I just finished the bootloader, ...

No you didn't. At least half of a boot loader's code exists to handle errors that "shouldn't" happen (things like checking if the BIOS failed to enable A20, or if the BIOS says there was a problem reading data from disk) and handling those cases somehow - at a minimum, by providing the user information that can help them fix the problem (and determine if it's faulty hardware or a problem with the way the OS was installed or ...), so the user isn't stuck wondering why their entire computer is unusable (and so that you're not stuck with a bug report saying "doesn't boot" with no useful information either).

how do I load my kernel from my bootloader?

Your choices for finding where the kernel is (its location on the disk and its size) are:

a) Put the kernel in some kind of normal file system, and have the boot loader support that file system (e.g. find the right directory entry and get location of file's data from the file's directory entry). Note that this is complicated (e.g. you'll have a lot of error handling, in case the file system's structures are corrupted, etc)

b) Put the kernel in some kind of purpose designed file system or in some kind of purpose designed "special/reserved area" of a normal file system. This could be as simple as a table of "offset and length" structures stored in the first sector, where kernel's file is always the first entry in that table.

> _Written exercise A_: From the passage on bootloaders, list every error condition it says a boot loader may need to handle.
> _Written exercise B_: Continue the passage on bootloaders, starting after its last sentence.

> _Provided material_:
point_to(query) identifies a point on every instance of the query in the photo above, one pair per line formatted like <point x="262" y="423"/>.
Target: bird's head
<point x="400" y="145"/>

> _Task answer A_:
- The BIOS failing to enable A20
- The BIOS reporting a problem reading data from disk
- The file system's structures being corrupted

> _Task answer B_:
c) Include the kernel's binary directly into the boot loader using something like the incbin directive in NASM. In this case you can use labels to determine the size of the kernel's file, like:

kernel_start:
    incbin 'kernel.bin'
kernel_end:

In this case you can determine where the kernel is on disk from where the boot loader was on disk, and calculate how many sectors it is (e.g. (kernel_end - kernel_start + SECTOR_SIZE-1)/SECTOR_SIZE). Of course this is horribly inflexible (e.g. you can't easily update the kernel without assembling and then reinstalling the boot loader).

Once you've determined the location and size of the kernel on disk; you need to load it into memory somewhere. Note that this can depend on what kind of executable file format you chose to use for the kernel; and could involve loading the executable file's headers and parsing them to figure out which parts of the file should go where in memory (and setting up things like ".bss" that aren't in the file).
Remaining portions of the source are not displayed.